TASK DIRECTIONS> Reproduce word for word the stretch of the Jimmy Bryan book and DVD review from "The thing is" through "54, not 34.".

DOCUMENT SECTION>

#####

Got my copy of the reissued book "My Hero, My Friend Jimmy Bryan" and the accompanying DVD "The Legend of Jimmy Bryan" earlier this week.
I know the book came out years ago in its first edition and is well known here, I'm just glad it's available again ... at a reasonable price; I'd never bought it before because it was so hard to get and expensive ... because it's superb. I really think you get more of the true flavor of the man by having the story told through the eyes of a kid than you would from a conventional birth-to-death biography, although there certainly could be room for one of those should someone be so inclined.
The DVD is excellent too, albeit a little brief, just over 30 minutes, kind of left you wanting more. There's more interviews with Jimmy, commercials he did, etc., than actual racing footage, which really isn't a bad thing because I'd never heard the guy's voice before.
The thing is ... and I'd heard this before, that whether from hard living, hard driving or a mixture of both, Jimmy really aged before his time, and the DVD touches on that (talks about him gaining weight, sort of hinting at least the way I perceived it that his racing chops had gotten rusty), and actually seeing him on film confirms that. The DVD has what is billed as the last filmed interview he ever did, and at least to my eyes he looked 54, not 34.

#####

DATA PROVIDED>
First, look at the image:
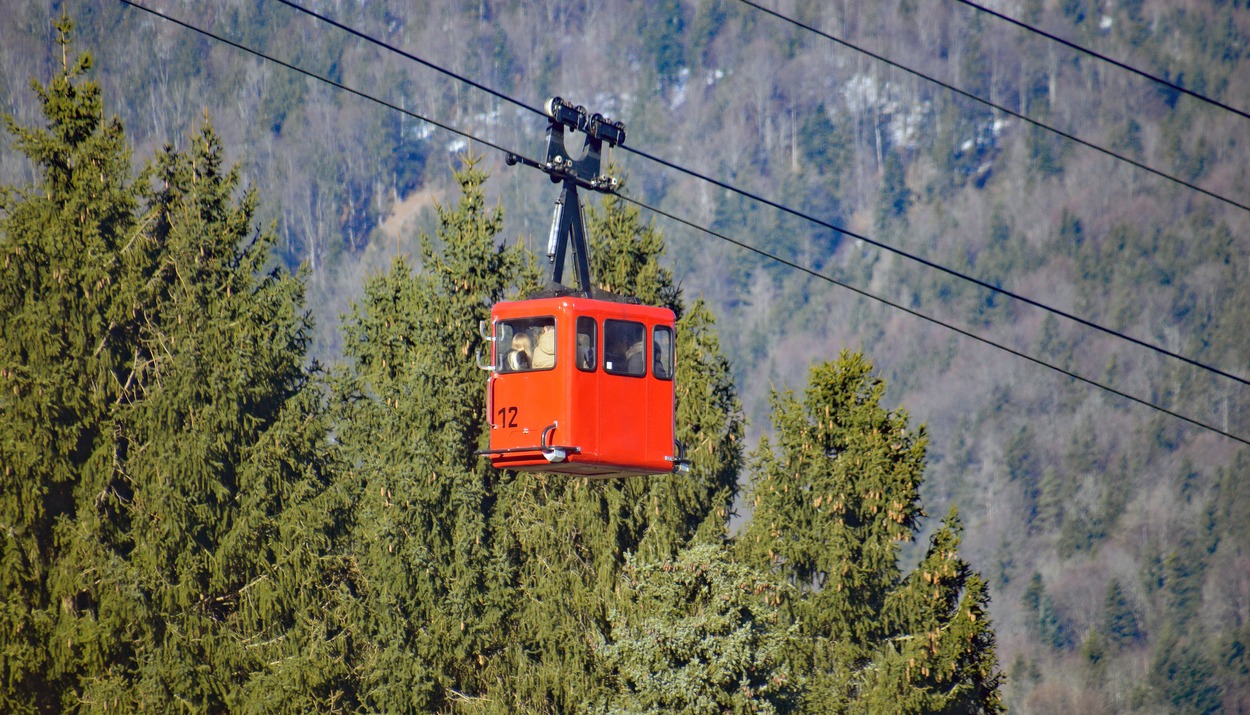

#####

EXERCISE RESULT>
The thing is ... and I'd heard this before, that whether from hard living, hard driving or a mixture of both, Jimmy really aged before his time, and the DVD touches on that (talks about him gaining weight, sort of hinting at least the way I perceived it that his racing chops had gotten rusty), and actually seeing him on film confirms that. The DVD has what is billed as the last filmed interview he ever did, and at least to my eyes he looked 54, not 34.